* [What to do]
**1)** Copy the passage on affine subspaces word for word, from "The chapter has" to "of the chapter.".
**2)** Answer these questions using the passage on affine subspaces:
(a) What is the subspace $F$ called with respect to the affine subspace $\mathcal{F} = x + F$?
(b) According to the chapter, what two forms can the set of solutions of $u(x) = a$ take?
(c) Which fields can $\mathbb{K}$ denote?

Every element of a vector space $E$ can be read in two ways: as a vector (a displacement) or as a point (a location, once an origin is fixed). Under the second reading, the subspaces $F$ of $E$ are precisely the « flat sets through the origin »: lines through $0_E$, planes through $0_E$, and so on. The natural next step is to allow such flat sets to be translated away from the origin --- a line not through $0_E$, a plane that misses $0_E$. The resulting objects are called affine subspaces: sets of the form $\mathcal{F} = x + F$ where $F$ is a subspace and $x$ is any vector of $E$. The subspace $F$ is intrinsic to $\mathcal{F}$; it is called the direction of $\mathcal{F}$.
The chapter has two pedagogical goals. First, extend the geometric intuition of high-school affine geometry (lines, planes, parallels, intersections) to arbitrary vector spaces. Second, recognize, in several already-encountered problems --- linear systems, linear differential equations, arithmetic-geometric recurrences, polynomial interpolation --- the same recurring shape « set of solutions of $u(x) = a$ »: either empty, or an affine subspace of direction $\mathrm{Ker}\,u$. This unifying viewpoint is the headline result of the chapter.
Conventions used throughout. $\mathbb{K}$ denotes $\mathbb{R}$ or $\mathbb{C}$; $E$ is a $\mathbb{K}$-vector space. Vector subspaces of $E$ are denoted with upright capitals $F, G, H, \ldots$; affine subspaces with calligraphic capitals $\mathcal{F}, \mathcal{G}, \mathcal{H}, \ldots$. The notation $B = A + \vec u$ is equivalent to $\overrightarrow{AB} = \vec u$.

* [Records shown]
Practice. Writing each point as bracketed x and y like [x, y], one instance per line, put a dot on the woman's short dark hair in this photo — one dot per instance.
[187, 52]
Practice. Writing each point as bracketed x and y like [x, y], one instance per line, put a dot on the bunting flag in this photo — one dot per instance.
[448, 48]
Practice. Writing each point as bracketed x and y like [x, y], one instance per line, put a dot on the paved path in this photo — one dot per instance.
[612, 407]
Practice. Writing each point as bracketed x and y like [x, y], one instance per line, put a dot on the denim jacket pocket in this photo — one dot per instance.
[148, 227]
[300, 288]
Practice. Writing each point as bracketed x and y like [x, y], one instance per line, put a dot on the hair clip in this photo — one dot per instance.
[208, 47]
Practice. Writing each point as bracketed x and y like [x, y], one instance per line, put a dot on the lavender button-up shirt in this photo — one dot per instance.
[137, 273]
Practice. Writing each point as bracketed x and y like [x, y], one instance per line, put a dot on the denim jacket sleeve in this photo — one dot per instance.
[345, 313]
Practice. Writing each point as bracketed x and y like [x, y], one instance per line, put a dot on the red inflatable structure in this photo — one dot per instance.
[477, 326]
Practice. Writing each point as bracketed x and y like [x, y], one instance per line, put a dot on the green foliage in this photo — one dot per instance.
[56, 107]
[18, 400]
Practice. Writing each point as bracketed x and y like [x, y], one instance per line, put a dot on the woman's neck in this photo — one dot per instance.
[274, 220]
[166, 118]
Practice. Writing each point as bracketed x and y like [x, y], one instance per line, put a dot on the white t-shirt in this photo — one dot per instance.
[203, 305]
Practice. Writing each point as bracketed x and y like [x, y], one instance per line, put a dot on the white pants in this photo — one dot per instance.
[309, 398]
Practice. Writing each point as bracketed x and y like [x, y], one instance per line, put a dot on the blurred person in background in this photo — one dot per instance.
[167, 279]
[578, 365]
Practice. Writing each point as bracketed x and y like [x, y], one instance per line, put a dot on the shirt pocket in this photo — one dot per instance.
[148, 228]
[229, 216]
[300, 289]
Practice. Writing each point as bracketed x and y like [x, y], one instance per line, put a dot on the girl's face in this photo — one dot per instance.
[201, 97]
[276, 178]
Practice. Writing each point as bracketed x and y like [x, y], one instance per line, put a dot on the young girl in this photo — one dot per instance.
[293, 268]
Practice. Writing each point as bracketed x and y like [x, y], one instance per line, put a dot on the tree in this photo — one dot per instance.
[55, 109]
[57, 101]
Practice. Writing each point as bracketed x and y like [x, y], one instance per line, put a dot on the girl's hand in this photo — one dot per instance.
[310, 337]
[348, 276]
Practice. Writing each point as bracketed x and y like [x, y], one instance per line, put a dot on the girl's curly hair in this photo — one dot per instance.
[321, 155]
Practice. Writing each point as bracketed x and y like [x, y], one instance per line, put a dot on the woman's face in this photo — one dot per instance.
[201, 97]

* [Solutions in order]
**1)**
The chapter has two pedagogical goals. First, extend the geometric intuition of high-school affine geometry (lines, planes, parallels, intersections) to arbitrary vector spaces. Second, recognize, in several already-encountered problems --- linear systems, linear differential equations, arithmetic-geometric recurrences, polynomial interpolation --- the same recurring shape « set of solutions of $u(x) = a$ »: either empty, or an affine subspace of direction $\mathrm{Ker}\,u$. This unifying viewpoint is the headline result of the chapter.

**2)**
(a) It is called the direction of $\mathcal{F}$.
(b) The set is either empty or an affine subspace of direction $\mathrm{Ker}\,u$.
(c) $\mathbb{K}$ denotes $\mathbb{R}$ or $\mathbb{C}$.